§ **Tarefa proposta**
Copie fielmente, do texto selecionado abaixo, o trecho que vai de "QUIRÓS ? Hoje, ainda" até "Mundo no Brasil.".

§ **Texto selecionado**
###

16/07/2010 - 6:00
DINHEIRO ? Terminada a Copa da África, os chefes da Fifa acabam de declarar que ainda falta tudo no Brasil para 2014. Eles estão certos?
JUAN QUIRÓS ? De certa forma, sim. Muitos estádios não foram licitados, os aeroportos estão numa situação precária, com o transporte de passageiros crescendo 30% ao ano, e ainda existem problemas políticos como o do estádio de São Paulo. É muita coisa para resolver, num prazo relativamente curto. Mas acredito que a partir de agora as decisões serão tomadas aceleradamente.
DINHEIRO ? Qual é a melhor alternativa para São Paulo?
QUIRÓS ? Hoje, ainda é a reforma do estádio do Morumbi, onde um dos principais problemas é resolver a questão do estacionamento. O estádio já está lá, existem soluções para o sistema de transporte e a reforma pode ser feita no prazo necessário. Só que São Paulo precisa tomar uma decisão com rapidez porque esse tema acabará sendo utilizado na eleição estadual. Não faz nenhum sentido a região mais rica do País não ter um estádio apto para sediar uma Copa do Mundo no Brasil.

###

§ **Dados extraídos**
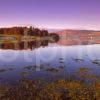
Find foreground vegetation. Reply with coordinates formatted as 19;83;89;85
0;74;100;100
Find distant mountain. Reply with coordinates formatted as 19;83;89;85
47;29;63;33
56;29;100;45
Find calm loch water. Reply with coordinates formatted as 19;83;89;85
0;44;100;83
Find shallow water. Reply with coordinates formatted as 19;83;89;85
0;44;100;83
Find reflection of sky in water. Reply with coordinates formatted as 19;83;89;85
0;45;100;84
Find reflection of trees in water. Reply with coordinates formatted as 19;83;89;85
0;40;49;50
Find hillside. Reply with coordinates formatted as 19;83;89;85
57;30;100;45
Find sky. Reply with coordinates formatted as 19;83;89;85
0;0;100;30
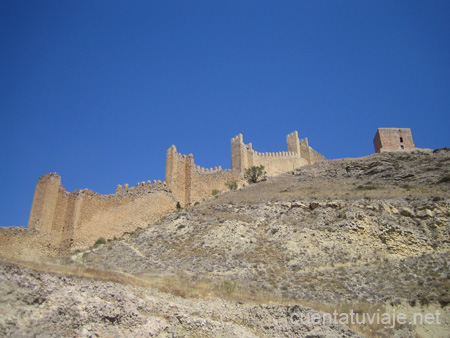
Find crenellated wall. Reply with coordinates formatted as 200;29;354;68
28;173;176;251
0;131;325;256
231;131;326;176
166;145;242;207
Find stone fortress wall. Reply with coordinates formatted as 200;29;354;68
373;128;415;153
0;131;325;257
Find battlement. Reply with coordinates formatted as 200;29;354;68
116;180;169;194
231;131;326;176
373;128;415;153
22;131;325;251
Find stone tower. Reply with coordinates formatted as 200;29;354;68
373;128;415;153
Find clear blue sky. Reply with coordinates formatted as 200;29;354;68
0;0;450;226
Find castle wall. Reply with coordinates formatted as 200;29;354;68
166;146;242;207
71;188;176;248
28;174;176;250
0;227;59;260
14;131;325;255
373;128;415;153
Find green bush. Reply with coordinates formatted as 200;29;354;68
244;165;267;183
225;181;237;190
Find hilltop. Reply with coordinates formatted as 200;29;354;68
1;149;450;337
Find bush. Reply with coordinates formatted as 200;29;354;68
222;280;236;295
438;176;450;183
225;181;237;190
244;165;267;183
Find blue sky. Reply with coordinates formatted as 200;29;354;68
0;0;450;226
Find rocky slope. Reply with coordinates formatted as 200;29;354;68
0;263;360;338
0;149;450;337
82;150;450;305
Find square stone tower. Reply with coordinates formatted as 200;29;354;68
373;128;415;153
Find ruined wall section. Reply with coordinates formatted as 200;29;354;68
373;128;415;153
247;149;308;176
71;187;176;248
191;167;243;202
28;174;176;251
231;131;326;176
299;137;327;164
166;146;242;207
0;227;59;260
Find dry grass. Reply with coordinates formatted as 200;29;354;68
4;260;416;338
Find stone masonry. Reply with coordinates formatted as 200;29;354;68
0;131;325;257
231;131;326;176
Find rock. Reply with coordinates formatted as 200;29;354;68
291;201;309;209
416;209;434;218
400;207;415;217
309;202;320;210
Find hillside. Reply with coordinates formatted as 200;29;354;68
0;149;450;337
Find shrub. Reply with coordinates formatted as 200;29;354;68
244;165;267;183
222;280;236;295
225;181;237;190
438;176;450;183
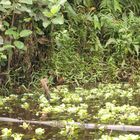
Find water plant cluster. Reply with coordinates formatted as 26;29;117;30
0;84;140;140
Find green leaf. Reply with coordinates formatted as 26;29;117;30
51;5;60;15
52;15;64;24
19;0;33;4
20;30;32;37
14;41;25;50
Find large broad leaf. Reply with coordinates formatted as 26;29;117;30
20;30;32;37
52;15;64;24
19;0;33;4
14;41;25;50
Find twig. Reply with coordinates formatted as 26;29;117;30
0;117;140;132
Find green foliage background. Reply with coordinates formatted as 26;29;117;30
0;0;140;87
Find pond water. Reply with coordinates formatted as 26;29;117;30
0;84;140;140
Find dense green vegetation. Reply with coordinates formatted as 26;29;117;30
0;0;140;140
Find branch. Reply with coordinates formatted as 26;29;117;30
0;117;140;132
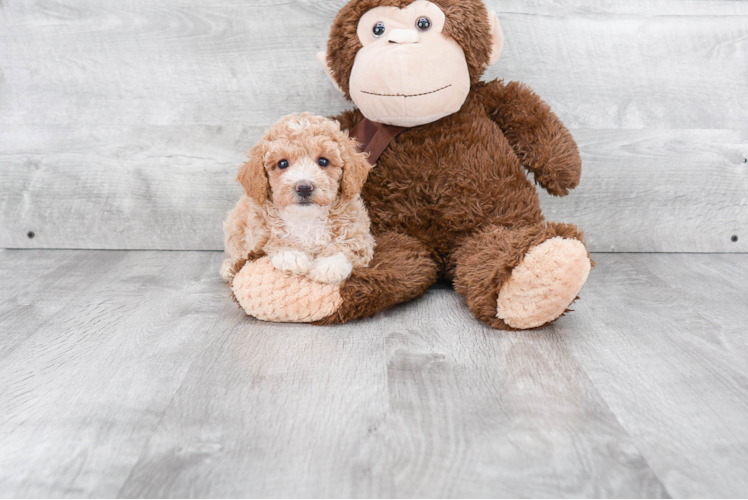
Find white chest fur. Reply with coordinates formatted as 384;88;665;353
279;206;332;249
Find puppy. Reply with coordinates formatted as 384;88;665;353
221;113;374;284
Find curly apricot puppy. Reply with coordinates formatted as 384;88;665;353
221;113;374;284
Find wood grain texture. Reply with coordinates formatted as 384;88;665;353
553;255;748;498
0;251;748;499
0;0;748;252
0;0;748;129
0;125;748;252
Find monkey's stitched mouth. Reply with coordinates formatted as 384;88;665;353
361;85;452;98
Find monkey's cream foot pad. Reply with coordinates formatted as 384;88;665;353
497;237;592;330
233;258;343;323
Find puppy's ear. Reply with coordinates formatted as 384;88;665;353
341;139;372;200
236;144;269;206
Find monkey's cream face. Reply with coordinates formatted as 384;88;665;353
350;0;470;127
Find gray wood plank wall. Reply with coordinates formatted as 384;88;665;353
0;0;748;252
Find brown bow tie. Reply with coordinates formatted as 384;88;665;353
350;118;406;165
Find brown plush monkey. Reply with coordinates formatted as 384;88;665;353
226;0;592;329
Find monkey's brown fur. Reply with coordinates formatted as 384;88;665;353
321;0;583;329
231;0;589;330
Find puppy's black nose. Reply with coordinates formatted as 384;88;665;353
296;182;314;198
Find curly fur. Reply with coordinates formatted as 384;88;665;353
221;113;374;283
227;0;584;330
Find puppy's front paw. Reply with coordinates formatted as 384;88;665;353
272;251;312;275
309;253;353;285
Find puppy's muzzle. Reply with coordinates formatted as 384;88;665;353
296;181;314;199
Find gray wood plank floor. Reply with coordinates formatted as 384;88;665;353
0;250;748;499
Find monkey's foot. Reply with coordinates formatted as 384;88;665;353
232;257;343;323
496;237;592;330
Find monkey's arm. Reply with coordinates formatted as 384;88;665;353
479;80;582;196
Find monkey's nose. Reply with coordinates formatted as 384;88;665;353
296;181;314;198
388;29;420;43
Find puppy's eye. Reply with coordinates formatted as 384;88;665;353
372;21;387;38
416;17;431;31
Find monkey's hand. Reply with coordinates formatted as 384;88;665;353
479;80;582;196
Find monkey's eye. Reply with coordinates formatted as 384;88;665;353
373;21;387;38
416;17;431;31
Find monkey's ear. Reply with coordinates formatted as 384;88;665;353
317;52;345;95
236;144;269;206
488;11;504;65
341;145;372;201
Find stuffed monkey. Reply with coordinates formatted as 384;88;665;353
226;0;593;330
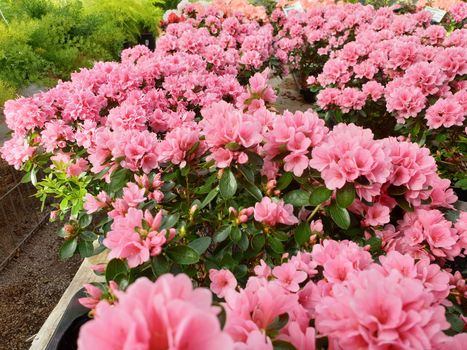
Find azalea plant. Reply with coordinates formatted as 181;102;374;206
274;3;467;188
1;4;467;349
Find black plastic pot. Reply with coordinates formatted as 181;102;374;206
45;289;90;350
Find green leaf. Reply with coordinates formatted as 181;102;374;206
105;259;128;282
166;245;199;265
310;186;332;206
294;221;311;245
160;213;180;230
21;171;31;184
79;231;97;242
272;340;297;350
396;197;413;213
229;226;242;243
238;165;255;184
151;254;170;276
78;240;94;258
268;236;285;254
214;226;232;243
219;169;237;199
336;183;356;208
237;232;250;252
79;214;92;228
251;233;266;252
243;182;263;201
277;173;293;191
366;236;383;253
60;238;78;259
109;168;131;193
284;190;310;207
188;237;212;255
329;203;350;230
200;187;219;209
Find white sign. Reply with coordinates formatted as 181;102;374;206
425;6;446;23
284;1;304;16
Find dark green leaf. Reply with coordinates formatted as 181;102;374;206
336;183;356;208
310;186;332;206
79;214;92;228
295;222;311;245
188;237;211;255
109;168;132;192
244;182;263;201
366;236;382;253
105;259;128;282
238;165;255;184
200;187;219;209
237;232;250;252
251;233;266;252
229;226;242;243
219;169;237;199
151;254;170;276
78;240;94;258
277;173;293;191
329;203;350;230
214;226;232;243
166;245;199;265
268;236;285;254
60;238;78;259
284;190;310;207
446;312;464;333
160;213;180;230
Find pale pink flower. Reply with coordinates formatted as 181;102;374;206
78;274;238;350
209;269;237;298
272;263;308;292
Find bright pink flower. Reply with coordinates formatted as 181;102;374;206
316;269;449;349
78;283;103;309
209;269;237;298
78;274;238;350
272;263;308;292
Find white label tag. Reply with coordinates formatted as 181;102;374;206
425;6;447;23
284;1;304;16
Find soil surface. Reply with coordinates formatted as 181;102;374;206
0;223;81;350
0;77;311;350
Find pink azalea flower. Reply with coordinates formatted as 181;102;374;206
78;275;233;350
209;269;237;298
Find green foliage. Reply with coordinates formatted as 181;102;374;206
0;0;162;106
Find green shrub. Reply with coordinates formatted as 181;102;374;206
0;0;162;99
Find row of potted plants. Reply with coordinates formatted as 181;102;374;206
2;3;467;349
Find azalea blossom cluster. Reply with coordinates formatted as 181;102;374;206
78;101;467;267
310;16;467;129
78;240;465;350
157;3;273;78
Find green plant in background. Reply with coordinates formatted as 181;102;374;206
0;0;163;107
153;0;181;12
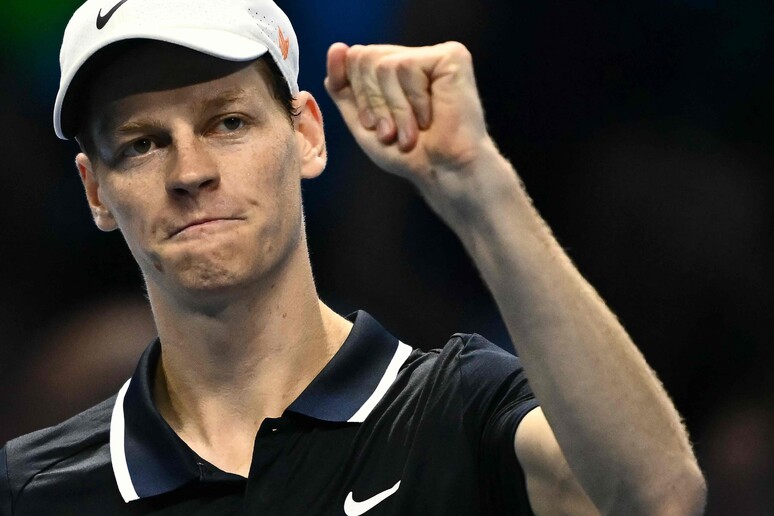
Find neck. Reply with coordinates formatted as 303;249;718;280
148;242;351;475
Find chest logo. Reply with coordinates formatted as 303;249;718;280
344;480;400;516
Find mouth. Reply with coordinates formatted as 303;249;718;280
168;217;242;240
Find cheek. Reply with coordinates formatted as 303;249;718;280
100;177;161;239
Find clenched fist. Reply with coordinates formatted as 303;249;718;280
325;43;500;194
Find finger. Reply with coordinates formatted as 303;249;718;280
396;60;433;130
325;43;349;93
357;52;398;145
376;58;419;152
346;45;377;129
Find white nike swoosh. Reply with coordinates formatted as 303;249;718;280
344;480;400;516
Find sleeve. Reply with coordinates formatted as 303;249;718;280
460;335;538;515
0;446;12;516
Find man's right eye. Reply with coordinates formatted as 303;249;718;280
122;138;153;158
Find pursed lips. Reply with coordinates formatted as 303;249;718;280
167;217;242;239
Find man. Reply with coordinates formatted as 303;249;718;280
0;0;704;516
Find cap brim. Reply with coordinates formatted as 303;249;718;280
54;28;269;140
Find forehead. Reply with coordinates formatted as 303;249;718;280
84;41;271;130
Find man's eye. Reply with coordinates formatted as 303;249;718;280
123;138;153;158
220;116;245;131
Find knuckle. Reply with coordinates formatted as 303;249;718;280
442;41;473;62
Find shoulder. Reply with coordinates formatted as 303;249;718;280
0;396;116;496
404;333;526;385
403;333;536;429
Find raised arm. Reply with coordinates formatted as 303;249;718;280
326;43;705;515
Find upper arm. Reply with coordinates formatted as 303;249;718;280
514;407;599;515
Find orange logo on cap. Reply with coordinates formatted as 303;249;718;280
277;27;290;59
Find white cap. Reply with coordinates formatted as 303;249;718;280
54;0;298;139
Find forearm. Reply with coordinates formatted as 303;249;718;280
421;142;703;514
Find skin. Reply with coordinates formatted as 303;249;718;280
76;39;704;514
326;43;705;515
76;44;350;476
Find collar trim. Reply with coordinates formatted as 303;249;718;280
110;311;412;503
110;380;139;503
347;341;412;423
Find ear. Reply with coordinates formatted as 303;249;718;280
293;91;328;179
75;152;118;231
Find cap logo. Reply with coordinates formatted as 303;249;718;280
97;0;132;30
278;26;290;59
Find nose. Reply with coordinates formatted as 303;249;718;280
166;136;220;197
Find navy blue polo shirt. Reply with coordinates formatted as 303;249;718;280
0;312;537;516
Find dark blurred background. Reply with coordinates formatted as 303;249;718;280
0;0;774;515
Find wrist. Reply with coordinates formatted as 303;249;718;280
417;137;531;233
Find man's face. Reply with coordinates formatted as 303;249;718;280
77;43;325;306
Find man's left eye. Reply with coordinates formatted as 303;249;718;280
220;116;245;131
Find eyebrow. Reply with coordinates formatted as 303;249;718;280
112;88;250;135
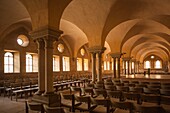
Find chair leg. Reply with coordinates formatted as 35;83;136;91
25;101;29;113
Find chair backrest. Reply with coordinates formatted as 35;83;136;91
74;95;91;109
135;105;165;113
116;86;129;92
25;101;44;113
111;101;134;113
123;92;141;104
129;87;143;93
143;88;160;94
160;89;170;96
105;85;116;91
107;91;122;101
93;89;107;98
141;94;160;105
43;105;66;113
81;87;94;97
70;86;82;96
91;97;110;113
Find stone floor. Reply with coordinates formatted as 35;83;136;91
0;75;170;113
0;96;28;113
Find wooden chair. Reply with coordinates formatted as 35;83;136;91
122;92;141;104
135;105;165;113
143;88;160;95
74;95;91;112
111;101;134;113
107;91;123;102
81;87;94;97
93;89;107;98
160;89;170;96
116;86;129;92
160;96;170;113
129;87;143;93
105;85;116;91
90;98;110;113
43;105;71;113
70;86;82;96
141;94;160;106
60;93;75;112
25;100;44;113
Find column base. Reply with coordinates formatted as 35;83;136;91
35;90;44;95
32;92;61;107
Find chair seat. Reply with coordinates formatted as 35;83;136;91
161;104;170;113
113;108;130;113
142;102;158;106
28;102;42;111
91;105;107;113
75;103;89;111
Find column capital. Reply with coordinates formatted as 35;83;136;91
131;59;136;62
110;52;122;58
88;46;106;53
122;57;132;61
29;28;63;40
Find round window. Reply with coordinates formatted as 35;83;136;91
80;48;85;56
58;44;64;53
17;35;29;47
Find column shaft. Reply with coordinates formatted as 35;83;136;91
113;58;116;78
44;39;54;94
92;53;96;83
117;58;120;78
97;52;102;81
36;39;45;95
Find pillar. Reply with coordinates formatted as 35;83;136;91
92;53;96;83
117;57;120;78
44;36;54;94
97;51;103;82
127;60;130;75
89;46;106;82
113;57;116;78
123;60;126;75
35;39;45;95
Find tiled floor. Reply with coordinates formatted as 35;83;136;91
0;74;170;113
0;96;25;113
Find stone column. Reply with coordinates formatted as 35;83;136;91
97;51;103;82
92;53;96;83
0;45;4;76
113;57;116;78
123;60;126;75
127;60;130;75
89;46;106;81
117;57;120;78
35;39;45;95
44;36;54;94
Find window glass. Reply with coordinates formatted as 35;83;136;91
53;55;60;71
144;61;151;69
62;56;70;71
4;52;14;73
155;60;162;69
77;58;82;71
57;44;64;53
84;59;89;71
26;54;33;72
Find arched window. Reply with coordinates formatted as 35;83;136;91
4;52;14;73
53;55;60;71
155;60;162;69
77;58;82;71
62;56;70;71
84;59;89;71
26;54;33;72
144;61;151;69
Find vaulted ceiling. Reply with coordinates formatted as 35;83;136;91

###

§ **Resposta à tarefa**
QUIRÓS ? Hoje, ainda é a reforma do estádio do Morumbi, onde um dos principais problemas é resolver a questão do estacionamento. O estádio já está lá, existem soluções para o sistema de transporte e a reforma pode ser feita no prazo necessário. Só que São Paulo precisa tomar uma decisão com rapidez porque esse tema acabará sendo utilizado na eleição estadual. Não faz nenhum sentido a região mais rica do País não ter um estádio apto para sediar uma Copa do Mundo no Brasil.